◆ **What the task asks**: Each record below should be output verbatim, without pictures.

◆ **Records**:

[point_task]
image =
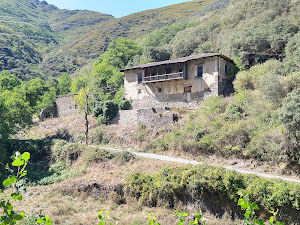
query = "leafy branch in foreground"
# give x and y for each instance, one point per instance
(10, 217)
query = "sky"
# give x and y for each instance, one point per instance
(117, 8)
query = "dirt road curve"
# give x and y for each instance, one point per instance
(184, 161)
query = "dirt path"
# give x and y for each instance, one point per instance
(184, 161)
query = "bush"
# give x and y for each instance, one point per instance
(234, 112)
(98, 136)
(96, 155)
(175, 184)
(271, 87)
(125, 157)
(290, 117)
(249, 80)
(290, 113)
(106, 110)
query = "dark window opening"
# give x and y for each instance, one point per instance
(168, 70)
(188, 89)
(140, 78)
(200, 71)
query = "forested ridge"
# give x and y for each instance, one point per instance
(47, 52)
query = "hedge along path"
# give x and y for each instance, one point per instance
(191, 162)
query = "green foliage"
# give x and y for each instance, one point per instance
(250, 208)
(38, 94)
(290, 113)
(8, 81)
(234, 112)
(10, 217)
(271, 87)
(250, 79)
(106, 110)
(15, 113)
(103, 219)
(152, 219)
(290, 117)
(64, 84)
(77, 84)
(119, 99)
(171, 183)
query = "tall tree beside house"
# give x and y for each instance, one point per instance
(107, 68)
(64, 84)
(15, 113)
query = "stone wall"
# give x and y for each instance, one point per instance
(66, 106)
(155, 118)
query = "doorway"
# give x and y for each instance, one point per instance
(188, 94)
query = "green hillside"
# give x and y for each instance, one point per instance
(91, 45)
(31, 28)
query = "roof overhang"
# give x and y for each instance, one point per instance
(179, 60)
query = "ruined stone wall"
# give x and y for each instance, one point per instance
(155, 118)
(66, 106)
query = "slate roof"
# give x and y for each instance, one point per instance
(179, 60)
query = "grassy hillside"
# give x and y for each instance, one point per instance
(91, 45)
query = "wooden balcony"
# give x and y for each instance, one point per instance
(163, 77)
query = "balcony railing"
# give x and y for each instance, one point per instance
(163, 77)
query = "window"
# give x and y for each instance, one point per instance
(200, 71)
(168, 70)
(188, 89)
(140, 78)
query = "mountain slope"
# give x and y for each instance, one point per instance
(90, 45)
(30, 28)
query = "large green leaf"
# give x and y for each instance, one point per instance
(18, 162)
(9, 181)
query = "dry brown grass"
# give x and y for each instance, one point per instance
(49, 127)
(68, 202)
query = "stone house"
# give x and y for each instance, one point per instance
(185, 79)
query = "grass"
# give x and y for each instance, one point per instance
(66, 204)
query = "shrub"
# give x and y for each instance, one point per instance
(234, 112)
(251, 79)
(174, 184)
(290, 117)
(125, 157)
(98, 136)
(291, 82)
(271, 87)
(106, 110)
(290, 113)
(96, 155)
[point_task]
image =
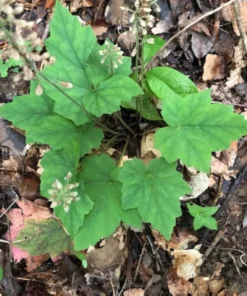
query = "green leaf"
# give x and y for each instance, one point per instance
(165, 81)
(99, 177)
(28, 111)
(202, 216)
(197, 128)
(98, 72)
(196, 210)
(107, 98)
(57, 164)
(198, 222)
(58, 74)
(149, 50)
(71, 44)
(154, 191)
(40, 237)
(60, 132)
(148, 110)
(74, 218)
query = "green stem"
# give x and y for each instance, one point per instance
(123, 152)
(124, 124)
(140, 98)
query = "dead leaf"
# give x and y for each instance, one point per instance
(200, 286)
(229, 16)
(114, 15)
(134, 292)
(99, 29)
(229, 155)
(218, 167)
(214, 68)
(29, 187)
(108, 257)
(178, 286)
(199, 183)
(148, 152)
(238, 63)
(180, 6)
(126, 40)
(77, 4)
(17, 217)
(187, 263)
(201, 28)
(162, 27)
(178, 241)
(201, 44)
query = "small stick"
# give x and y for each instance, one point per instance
(139, 262)
(239, 21)
(218, 237)
(9, 207)
(190, 25)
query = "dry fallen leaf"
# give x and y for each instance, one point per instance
(186, 263)
(201, 44)
(76, 4)
(148, 152)
(229, 16)
(201, 28)
(178, 241)
(17, 217)
(99, 29)
(199, 183)
(134, 292)
(115, 15)
(238, 63)
(214, 67)
(126, 40)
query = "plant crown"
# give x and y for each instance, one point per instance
(89, 192)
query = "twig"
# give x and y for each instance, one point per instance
(218, 237)
(239, 21)
(124, 124)
(112, 287)
(140, 260)
(190, 25)
(9, 207)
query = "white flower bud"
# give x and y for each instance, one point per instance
(143, 23)
(147, 9)
(45, 55)
(18, 9)
(66, 84)
(150, 40)
(124, 8)
(132, 18)
(57, 185)
(137, 4)
(54, 204)
(39, 90)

◆ **Written solution**:
[point_task]
image =
query = "leafy branch in foreground"
# give x and y for each instance, one point per instance
(10, 217)
query = "sky"
# give x and y for each instance, one point per instance
(117, 8)
query = "dirt road curve"
# give x and y for each instance, one point per instance
(184, 161)
query = "dirt path"
# give x and y for each instance, one point per instance
(184, 161)
query = "bush"
# give x and y for each instance, one point per instance
(234, 112)
(98, 136)
(96, 155)
(175, 184)
(271, 87)
(125, 157)
(290, 117)
(249, 80)
(290, 113)
(106, 110)
query = "dark window opening"
# give x and y for each instance, one point per instance
(168, 70)
(188, 89)
(140, 78)
(200, 71)
query = "forested ridge"
# give x and y for each instance, one point per instance
(47, 52)
query = "hedge along path"
# give x and y for each instance, one point per instance
(191, 162)
query = "green foliage"
# give x and y for each instance, one point per instance
(250, 208)
(38, 94)
(290, 113)
(8, 81)
(234, 112)
(10, 217)
(271, 87)
(250, 79)
(106, 110)
(15, 113)
(103, 219)
(152, 219)
(290, 117)
(64, 84)
(77, 84)
(119, 99)
(171, 183)
query = "tall tree beside house"
# give x and y for each instance, one point per instance
(107, 68)
(64, 84)
(15, 113)
query = "stone wall"
# give x and y for each instance, one point per instance
(66, 106)
(155, 118)
query = "doorway"
# give x and y for each instance, one point per instance
(188, 94)
query = "green hillside"
# give x and y for each instance, one point per instance
(91, 45)
(31, 28)
query = "roof overhang"
# give x and y for each instance, one point per instance
(179, 60)
query = "ruined stone wall"
# give x and y for each instance, one point per instance
(155, 118)
(66, 106)
query = "slate roof"
# give x and y for each instance, one point per instance
(179, 60)
query = "grassy hillside"
# give x and y for each instance, one point per instance
(91, 45)
query = "wooden balcony"
# give x and y for each instance, one point per instance
(163, 77)
query = "balcony railing"
# give x and y for each instance, one point per instance
(163, 77)
query = "window"
# give x and y for each instance, one point per instance
(200, 71)
(168, 70)
(188, 89)
(140, 78)
query = "mountain slope"
# give x and y for each instance, one point per instance
(90, 45)
(30, 28)
query = "large green leaf"
# give x and y for each instance, one point per instance
(18, 162)
(9, 181)
query = "dry brown grass"
# give x and y for each instance, one point per instance
(49, 127)
(68, 202)
query = "stone house"
# give x and y for each instance, one point per instance
(185, 79)
query = "grass"
# give x and y for each instance, one point per instance
(66, 204)
query = "shrub"
# give x and y for each instance, one point per instance
(234, 112)
(251, 79)
(174, 184)
(290, 117)
(125, 157)
(98, 136)
(291, 82)
(271, 87)
(106, 110)
(290, 113)
(96, 155)
[point_task]
image =
query = "green leaf"
# give x and y for each instance, one point per instance
(165, 81)
(99, 177)
(28, 111)
(202, 216)
(197, 128)
(98, 72)
(196, 210)
(107, 98)
(57, 164)
(198, 222)
(58, 74)
(149, 50)
(71, 44)
(154, 191)
(40, 237)
(60, 132)
(148, 110)
(74, 218)
query = "green stem"
# give x and y for each instance, one point per instance
(123, 152)
(124, 124)
(140, 98)
query = "dead leaf"
# give x and y for each instance, one point per instance
(200, 286)
(229, 16)
(114, 15)
(134, 292)
(99, 29)
(229, 155)
(218, 167)
(214, 68)
(29, 187)
(108, 257)
(178, 286)
(199, 183)
(148, 152)
(238, 63)
(180, 6)
(126, 40)
(77, 4)
(17, 217)
(187, 263)
(201, 28)
(162, 27)
(178, 241)
(201, 44)
query = "small stick"
# give x and y for each instance, one point per instance
(139, 262)
(239, 21)
(218, 237)
(9, 207)
(190, 25)
query = "dry fallen leaf"
# give x and y for each instance, one point per instance
(186, 263)
(201, 44)
(76, 4)
(148, 152)
(229, 16)
(201, 28)
(178, 241)
(17, 217)
(99, 29)
(199, 183)
(134, 292)
(115, 15)
(238, 63)
(214, 67)
(126, 40)
query = "plant crown"
# give x and y for each instance, one point per instance
(89, 192)
query = "twig"
# give x and y for each instance, one point per instance
(218, 237)
(239, 21)
(124, 124)
(112, 287)
(140, 260)
(190, 25)
(9, 207)
query = "white flower bud"
# give x and y for each instance, one point per instance
(143, 23)
(147, 9)
(45, 55)
(18, 9)
(66, 84)
(150, 40)
(124, 8)
(132, 18)
(57, 185)
(137, 4)
(54, 204)
(39, 90)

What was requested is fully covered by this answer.